Data supplied Start Marker

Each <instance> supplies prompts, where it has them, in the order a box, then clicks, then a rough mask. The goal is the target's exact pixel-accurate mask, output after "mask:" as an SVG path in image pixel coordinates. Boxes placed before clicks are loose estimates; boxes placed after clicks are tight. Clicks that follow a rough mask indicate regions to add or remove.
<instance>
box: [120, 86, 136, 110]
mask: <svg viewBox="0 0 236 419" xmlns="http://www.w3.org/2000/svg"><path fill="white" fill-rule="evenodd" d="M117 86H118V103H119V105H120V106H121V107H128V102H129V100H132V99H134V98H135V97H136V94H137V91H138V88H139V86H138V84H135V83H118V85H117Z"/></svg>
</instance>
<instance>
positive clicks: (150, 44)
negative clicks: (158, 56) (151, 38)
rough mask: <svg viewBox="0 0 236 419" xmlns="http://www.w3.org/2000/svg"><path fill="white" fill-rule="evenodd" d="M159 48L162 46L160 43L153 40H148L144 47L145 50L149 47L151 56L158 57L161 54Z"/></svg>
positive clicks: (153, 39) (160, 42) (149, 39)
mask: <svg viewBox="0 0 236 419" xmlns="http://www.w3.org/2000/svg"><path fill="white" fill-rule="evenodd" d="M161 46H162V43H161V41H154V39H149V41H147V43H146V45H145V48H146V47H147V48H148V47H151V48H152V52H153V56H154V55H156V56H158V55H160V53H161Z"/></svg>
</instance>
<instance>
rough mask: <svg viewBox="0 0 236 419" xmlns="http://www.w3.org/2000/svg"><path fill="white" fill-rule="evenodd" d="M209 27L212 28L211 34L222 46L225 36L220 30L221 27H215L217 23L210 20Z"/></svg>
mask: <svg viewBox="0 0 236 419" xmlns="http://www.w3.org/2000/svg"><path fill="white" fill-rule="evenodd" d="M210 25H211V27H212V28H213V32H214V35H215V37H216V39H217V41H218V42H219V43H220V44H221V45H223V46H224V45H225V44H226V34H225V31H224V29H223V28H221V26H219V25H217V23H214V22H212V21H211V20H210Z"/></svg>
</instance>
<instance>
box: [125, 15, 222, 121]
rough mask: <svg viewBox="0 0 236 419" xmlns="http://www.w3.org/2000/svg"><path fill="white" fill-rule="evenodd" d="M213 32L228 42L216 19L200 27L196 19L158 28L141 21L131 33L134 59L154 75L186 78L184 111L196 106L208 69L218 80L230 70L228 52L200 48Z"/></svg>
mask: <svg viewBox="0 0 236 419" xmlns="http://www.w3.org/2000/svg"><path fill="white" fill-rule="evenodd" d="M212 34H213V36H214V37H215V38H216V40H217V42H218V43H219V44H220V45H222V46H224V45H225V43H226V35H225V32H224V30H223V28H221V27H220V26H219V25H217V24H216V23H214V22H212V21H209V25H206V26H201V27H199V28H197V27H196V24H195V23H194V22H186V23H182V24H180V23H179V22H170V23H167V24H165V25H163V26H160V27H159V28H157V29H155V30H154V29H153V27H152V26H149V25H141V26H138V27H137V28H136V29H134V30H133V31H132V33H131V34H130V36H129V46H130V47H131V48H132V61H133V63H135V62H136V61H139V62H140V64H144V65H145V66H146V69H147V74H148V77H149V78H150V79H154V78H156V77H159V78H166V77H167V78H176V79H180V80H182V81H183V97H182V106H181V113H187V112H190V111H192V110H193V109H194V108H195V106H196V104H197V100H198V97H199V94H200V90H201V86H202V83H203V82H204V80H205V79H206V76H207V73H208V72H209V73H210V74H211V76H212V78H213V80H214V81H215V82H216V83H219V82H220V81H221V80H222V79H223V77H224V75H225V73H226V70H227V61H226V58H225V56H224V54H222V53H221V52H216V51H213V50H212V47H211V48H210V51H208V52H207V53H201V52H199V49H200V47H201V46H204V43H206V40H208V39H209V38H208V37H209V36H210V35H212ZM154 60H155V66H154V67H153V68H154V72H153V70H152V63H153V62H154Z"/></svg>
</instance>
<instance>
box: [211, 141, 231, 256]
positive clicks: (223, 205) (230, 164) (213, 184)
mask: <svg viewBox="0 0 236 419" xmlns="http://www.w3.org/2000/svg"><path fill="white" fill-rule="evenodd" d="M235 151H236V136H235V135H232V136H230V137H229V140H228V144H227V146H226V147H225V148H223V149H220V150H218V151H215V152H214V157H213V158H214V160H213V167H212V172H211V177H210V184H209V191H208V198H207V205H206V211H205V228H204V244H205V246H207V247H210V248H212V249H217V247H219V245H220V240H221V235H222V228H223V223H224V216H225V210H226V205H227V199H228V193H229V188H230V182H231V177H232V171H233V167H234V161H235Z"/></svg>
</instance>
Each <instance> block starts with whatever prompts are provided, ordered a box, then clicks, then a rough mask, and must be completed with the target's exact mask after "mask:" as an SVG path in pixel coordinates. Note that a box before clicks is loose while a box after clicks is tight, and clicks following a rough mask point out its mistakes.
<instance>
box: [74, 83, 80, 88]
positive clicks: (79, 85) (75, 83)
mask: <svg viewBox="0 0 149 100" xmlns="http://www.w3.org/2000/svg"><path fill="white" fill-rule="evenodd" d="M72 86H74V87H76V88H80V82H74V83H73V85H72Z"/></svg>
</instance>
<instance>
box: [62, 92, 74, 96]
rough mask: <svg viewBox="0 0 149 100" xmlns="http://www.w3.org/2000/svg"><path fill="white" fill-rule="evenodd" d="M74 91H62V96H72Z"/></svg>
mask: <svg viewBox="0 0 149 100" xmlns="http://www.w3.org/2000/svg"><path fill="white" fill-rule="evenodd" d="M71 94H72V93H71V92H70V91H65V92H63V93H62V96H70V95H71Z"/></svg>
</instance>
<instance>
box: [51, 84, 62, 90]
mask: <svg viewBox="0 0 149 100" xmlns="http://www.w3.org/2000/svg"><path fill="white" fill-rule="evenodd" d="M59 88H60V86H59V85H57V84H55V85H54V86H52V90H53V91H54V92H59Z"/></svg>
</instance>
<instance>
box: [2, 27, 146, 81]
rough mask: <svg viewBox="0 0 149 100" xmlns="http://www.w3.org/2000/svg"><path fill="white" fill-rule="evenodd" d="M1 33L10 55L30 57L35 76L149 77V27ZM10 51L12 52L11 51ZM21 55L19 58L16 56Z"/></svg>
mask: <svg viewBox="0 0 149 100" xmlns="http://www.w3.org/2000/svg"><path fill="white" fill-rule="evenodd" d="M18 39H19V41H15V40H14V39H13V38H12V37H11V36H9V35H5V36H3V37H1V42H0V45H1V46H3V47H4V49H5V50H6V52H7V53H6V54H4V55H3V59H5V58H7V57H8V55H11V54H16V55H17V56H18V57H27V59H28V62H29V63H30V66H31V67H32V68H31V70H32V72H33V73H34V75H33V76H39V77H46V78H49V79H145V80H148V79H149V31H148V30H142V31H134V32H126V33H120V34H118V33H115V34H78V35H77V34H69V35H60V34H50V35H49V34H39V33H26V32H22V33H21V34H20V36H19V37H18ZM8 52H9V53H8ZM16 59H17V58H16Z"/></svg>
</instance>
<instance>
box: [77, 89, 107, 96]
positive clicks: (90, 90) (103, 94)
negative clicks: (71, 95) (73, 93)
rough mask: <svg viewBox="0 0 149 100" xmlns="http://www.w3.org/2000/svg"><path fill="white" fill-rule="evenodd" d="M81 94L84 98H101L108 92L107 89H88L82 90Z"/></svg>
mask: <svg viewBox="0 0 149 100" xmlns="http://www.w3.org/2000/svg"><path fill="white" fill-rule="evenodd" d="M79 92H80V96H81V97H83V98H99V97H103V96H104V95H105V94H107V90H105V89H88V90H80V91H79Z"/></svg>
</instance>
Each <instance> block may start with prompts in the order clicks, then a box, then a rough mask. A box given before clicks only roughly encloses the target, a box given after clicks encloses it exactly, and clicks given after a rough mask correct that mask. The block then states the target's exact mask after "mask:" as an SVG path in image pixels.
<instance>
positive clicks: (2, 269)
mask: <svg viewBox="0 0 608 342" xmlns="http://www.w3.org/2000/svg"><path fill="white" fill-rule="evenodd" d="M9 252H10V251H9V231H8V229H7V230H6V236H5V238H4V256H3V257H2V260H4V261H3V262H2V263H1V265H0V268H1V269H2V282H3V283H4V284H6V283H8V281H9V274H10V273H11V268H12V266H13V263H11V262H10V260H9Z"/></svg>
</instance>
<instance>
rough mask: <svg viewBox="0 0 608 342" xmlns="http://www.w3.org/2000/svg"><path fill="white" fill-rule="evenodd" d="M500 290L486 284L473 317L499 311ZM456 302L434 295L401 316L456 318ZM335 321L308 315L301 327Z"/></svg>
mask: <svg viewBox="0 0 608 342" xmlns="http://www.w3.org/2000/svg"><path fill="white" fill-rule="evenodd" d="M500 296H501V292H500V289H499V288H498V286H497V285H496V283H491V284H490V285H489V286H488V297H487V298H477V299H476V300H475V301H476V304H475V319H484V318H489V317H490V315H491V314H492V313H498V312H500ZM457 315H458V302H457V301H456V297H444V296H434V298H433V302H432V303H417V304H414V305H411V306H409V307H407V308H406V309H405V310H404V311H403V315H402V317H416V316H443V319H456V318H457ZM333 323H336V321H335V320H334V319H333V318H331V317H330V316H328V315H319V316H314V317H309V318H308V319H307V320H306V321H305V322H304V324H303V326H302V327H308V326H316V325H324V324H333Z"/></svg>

Data supplied End Marker

[Your assignment]: List every line in the records that contains the word "positive", copying each one in full.

[Answer section]:
positive clicks: (150, 44)
positive clicks: (153, 39) (160, 42) (149, 39)
positive clicks: (223, 205) (230, 164) (213, 184)
positive clicks: (79, 85) (75, 83)
positive clicks: (90, 90) (103, 94)
positive clicks: (2, 269)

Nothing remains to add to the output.